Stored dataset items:
______________________________
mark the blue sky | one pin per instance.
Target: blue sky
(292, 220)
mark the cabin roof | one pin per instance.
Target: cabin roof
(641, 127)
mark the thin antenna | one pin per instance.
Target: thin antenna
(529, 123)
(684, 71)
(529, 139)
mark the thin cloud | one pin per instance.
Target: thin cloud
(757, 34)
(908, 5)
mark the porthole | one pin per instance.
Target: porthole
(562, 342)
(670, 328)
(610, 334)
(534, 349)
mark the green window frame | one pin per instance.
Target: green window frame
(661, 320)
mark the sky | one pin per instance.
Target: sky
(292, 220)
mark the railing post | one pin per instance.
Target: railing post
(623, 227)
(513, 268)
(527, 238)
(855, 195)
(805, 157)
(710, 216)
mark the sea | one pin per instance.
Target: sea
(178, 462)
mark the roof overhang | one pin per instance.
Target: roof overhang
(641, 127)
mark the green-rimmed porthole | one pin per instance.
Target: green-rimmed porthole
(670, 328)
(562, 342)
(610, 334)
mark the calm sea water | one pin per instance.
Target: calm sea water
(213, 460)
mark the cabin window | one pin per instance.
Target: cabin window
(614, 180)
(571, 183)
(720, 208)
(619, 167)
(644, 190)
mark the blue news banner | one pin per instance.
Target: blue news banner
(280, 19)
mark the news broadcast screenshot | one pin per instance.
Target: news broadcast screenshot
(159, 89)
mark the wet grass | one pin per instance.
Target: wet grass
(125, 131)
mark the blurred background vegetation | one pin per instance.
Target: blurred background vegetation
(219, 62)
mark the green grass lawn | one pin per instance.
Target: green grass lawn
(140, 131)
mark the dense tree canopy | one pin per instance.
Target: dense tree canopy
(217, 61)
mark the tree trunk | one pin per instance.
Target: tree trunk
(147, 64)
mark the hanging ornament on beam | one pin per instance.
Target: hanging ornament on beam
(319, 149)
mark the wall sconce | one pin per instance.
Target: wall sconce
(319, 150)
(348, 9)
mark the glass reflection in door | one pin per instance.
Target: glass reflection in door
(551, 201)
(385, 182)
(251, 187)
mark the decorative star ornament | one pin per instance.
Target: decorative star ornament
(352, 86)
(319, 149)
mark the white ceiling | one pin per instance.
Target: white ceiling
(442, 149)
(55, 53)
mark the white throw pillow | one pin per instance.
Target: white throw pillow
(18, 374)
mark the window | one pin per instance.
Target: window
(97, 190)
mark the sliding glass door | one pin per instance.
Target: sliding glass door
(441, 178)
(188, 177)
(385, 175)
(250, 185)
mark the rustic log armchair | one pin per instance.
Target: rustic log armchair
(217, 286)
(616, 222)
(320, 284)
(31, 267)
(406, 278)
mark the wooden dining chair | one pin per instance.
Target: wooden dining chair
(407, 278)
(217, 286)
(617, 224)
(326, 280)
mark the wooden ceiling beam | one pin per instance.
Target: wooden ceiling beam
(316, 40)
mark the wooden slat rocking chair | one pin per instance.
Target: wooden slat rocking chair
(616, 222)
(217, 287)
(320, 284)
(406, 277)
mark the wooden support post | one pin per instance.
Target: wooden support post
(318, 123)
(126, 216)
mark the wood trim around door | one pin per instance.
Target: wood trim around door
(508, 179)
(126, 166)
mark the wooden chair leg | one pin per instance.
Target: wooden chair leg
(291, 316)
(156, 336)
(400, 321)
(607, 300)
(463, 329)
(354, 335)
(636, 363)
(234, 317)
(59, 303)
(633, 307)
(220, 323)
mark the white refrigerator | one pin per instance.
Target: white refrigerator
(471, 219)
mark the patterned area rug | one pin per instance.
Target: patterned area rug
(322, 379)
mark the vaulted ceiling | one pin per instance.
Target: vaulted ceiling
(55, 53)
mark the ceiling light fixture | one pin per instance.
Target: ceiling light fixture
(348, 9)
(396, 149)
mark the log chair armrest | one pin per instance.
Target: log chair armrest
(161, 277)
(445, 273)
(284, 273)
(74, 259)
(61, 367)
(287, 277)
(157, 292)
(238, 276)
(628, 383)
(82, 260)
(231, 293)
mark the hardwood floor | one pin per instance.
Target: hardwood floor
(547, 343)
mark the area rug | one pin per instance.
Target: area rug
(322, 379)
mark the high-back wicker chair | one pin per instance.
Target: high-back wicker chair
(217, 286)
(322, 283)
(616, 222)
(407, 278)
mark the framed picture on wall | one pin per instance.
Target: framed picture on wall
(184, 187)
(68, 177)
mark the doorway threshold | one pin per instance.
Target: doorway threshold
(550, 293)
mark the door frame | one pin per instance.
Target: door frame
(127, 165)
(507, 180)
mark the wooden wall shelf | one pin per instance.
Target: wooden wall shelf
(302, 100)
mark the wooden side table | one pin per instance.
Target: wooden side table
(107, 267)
______________________________
* [STATED TASK]:
Please render the records above as a JSON list of strings, with one string per line and blank lines left out.

* [COMPLETED TASK]:
[
  "mark the blue sky | one pin per instance.",
  "Target: blue sky",
  "(292, 220)",
  "mark the cabin roof | one pin per instance.",
  "Target: cabin roof",
  "(641, 127)",
  "mark the thin antenna | one pin per instance.",
  "Target: thin antenna",
  "(529, 123)",
  "(684, 71)",
  "(529, 139)",
  "mark the thin cloud | one pin per instance.",
  "Target: thin cloud",
  "(757, 34)",
  "(908, 5)",
  "mark the porthole | one pin per instance.",
  "Target: porthole",
  "(562, 342)",
  "(670, 328)",
  "(610, 334)",
  "(534, 349)",
  "mark the green window frame | one pin per instance.",
  "Target: green window frame",
  "(661, 320)",
  "mark the sky | one pin per instance.",
  "Target: sky",
  "(292, 220)",
  "mark the railing post | one pin per instance.",
  "Target: railing post",
  "(623, 227)",
  "(513, 268)",
  "(527, 238)",
  "(855, 195)",
  "(805, 157)",
  "(710, 216)",
  "mark the sea | one pin per instance.",
  "Target: sea",
  "(178, 462)",
  "mark the roof overhang | one pin per instance.",
  "Target: roof overhang",
  "(641, 127)",
  "mark the green-rimmed porthole | one pin per instance.",
  "Target: green-rimmed porthole",
  "(670, 328)",
  "(562, 342)",
  "(610, 334)",
  "mark the calm sea water | one pin per instance.",
  "Target: calm sea water",
  "(213, 460)",
  "mark the cabin window | one pin per instance.",
  "Target: cabin window",
  "(614, 180)",
  "(571, 183)",
  "(720, 208)",
  "(619, 167)",
  "(644, 190)",
  "mark the blue news banner | one pin per instance.",
  "Target: blue news banner",
  "(280, 19)",
  "mark the news broadcast screenshot | one pin per instance.",
  "Target: news broadcast screenshot",
  "(159, 89)",
  "mark the wet grass | one pin per instance.",
  "Target: wet grass",
  "(125, 131)",
  "mark the blurred background vegetation | one pin per instance.",
  "Target: blurred background vegetation",
  "(219, 62)",
  "mark the green grass lawn | one pin per instance.",
  "Target: green grass lawn",
  "(140, 131)",
  "mark the dense tree canopy | one pin per instance.",
  "Target: dense tree canopy",
  "(217, 61)",
  "mark the tree trunk | one pin per instance.",
  "Target: tree trunk",
  "(147, 64)",
  "mark the hanging ornament on beam | one pin per instance.",
  "Target: hanging ornament on beam",
  "(319, 149)",
  "mark the wall sconce | one pin per instance.",
  "Target: wall sconce",
  "(319, 150)",
  "(348, 9)",
  "mark the glass reflection in door | one pin per instance.",
  "Target: glass reflection in door",
  "(551, 201)",
  "(385, 182)",
  "(251, 187)",
  "mark the decorative star ornament | one pin per instance.",
  "Target: decorative star ornament",
  "(352, 86)",
  "(319, 149)",
  "mark the white ceiling | one pin per instance.",
  "Target: white ceiling",
  "(442, 149)",
  "(55, 53)",
  "mark the white throw pillow | one pin per instance.",
  "Target: white throw pillow",
  "(18, 374)",
  "mark the window | one pin per instance.",
  "Target: window",
  "(97, 190)",
  "mark the sliding glass door | one pin per instance.",
  "Target: sliding glass door",
  "(441, 178)",
  "(188, 177)",
  "(385, 175)",
  "(250, 185)",
  "mark the rustic log armchair | one pin per instance.",
  "Target: rustic log armchair",
  "(217, 286)",
  "(616, 222)",
  "(320, 284)",
  "(31, 267)",
  "(406, 278)",
  "mark the wooden dining chair | one pin per instance.",
  "Target: wooden dining chair",
  "(407, 278)",
  "(217, 286)",
  "(617, 224)",
  "(326, 280)",
  "mark the wooden ceiling beam | one pin per instance.",
  "Target: wooden ceiling beam",
  "(316, 40)",
  "mark the wooden slat rocking chair | one pin per instance.",
  "Target: wooden slat rocking chair",
  "(616, 222)",
  "(217, 287)",
  "(320, 284)",
  "(406, 277)",
  "mark the wooden support post | one pin per instance.",
  "Target: wooden support post",
  "(318, 123)",
  "(126, 216)",
  "mark the wood trim around door | one pin per instance.",
  "Target: wood trim around door",
  "(508, 179)",
  "(126, 166)",
  "mark the wooden chair leg | one pin per instance.",
  "Target: wooden chair leg",
  "(291, 316)",
  "(156, 336)",
  "(400, 321)",
  "(607, 300)",
  "(463, 329)",
  "(354, 335)",
  "(636, 363)",
  "(234, 317)",
  "(59, 303)",
  "(633, 307)",
  "(220, 323)",
  "mark the white refrigerator | one pin per instance.",
  "Target: white refrigerator",
  "(471, 219)",
  "mark the patterned area rug | one pin per instance.",
  "Target: patterned area rug",
  "(322, 379)",
  "mark the vaulted ceiling | one pin per instance.",
  "Target: vaulted ceiling",
  "(55, 53)",
  "mark the ceiling light fixture | one pin per instance.",
  "Target: ceiling light fixture",
  "(348, 9)",
  "(396, 149)",
  "mark the log chair armrest | one pin per instance.",
  "Target: log chair armrest",
  "(161, 277)",
  "(445, 273)",
  "(284, 273)",
  "(74, 259)",
  "(61, 367)",
  "(287, 277)",
  "(157, 292)",
  "(238, 276)",
  "(628, 383)",
  "(82, 260)",
  "(231, 293)",
  "mark the hardwood floor | one pin per instance.",
  "Target: hardwood floor",
  "(547, 343)",
  "mark the area rug | one pin per instance.",
  "Target: area rug",
  "(322, 379)",
  "mark the high-back wicker chair | one pin per instance.",
  "Target: high-back wicker chair",
  "(217, 286)",
  "(322, 283)",
  "(616, 222)",
  "(407, 278)",
  "mark the framed picture on wall | one pin per instance.",
  "Target: framed picture on wall",
  "(184, 187)",
  "(68, 177)",
  "mark the doorway threshold | one pin per instance.",
  "Target: doorway threshold",
  "(550, 293)",
  "mark the door frame | one pin per instance.",
  "Target: door frame",
  "(127, 165)",
  "(507, 180)",
  "mark the wooden wall shelf | one pin per instance.",
  "Target: wooden wall shelf",
  "(302, 100)",
  "mark the wooden side table | one pin per instance.",
  "Target: wooden side table",
  "(107, 267)"
]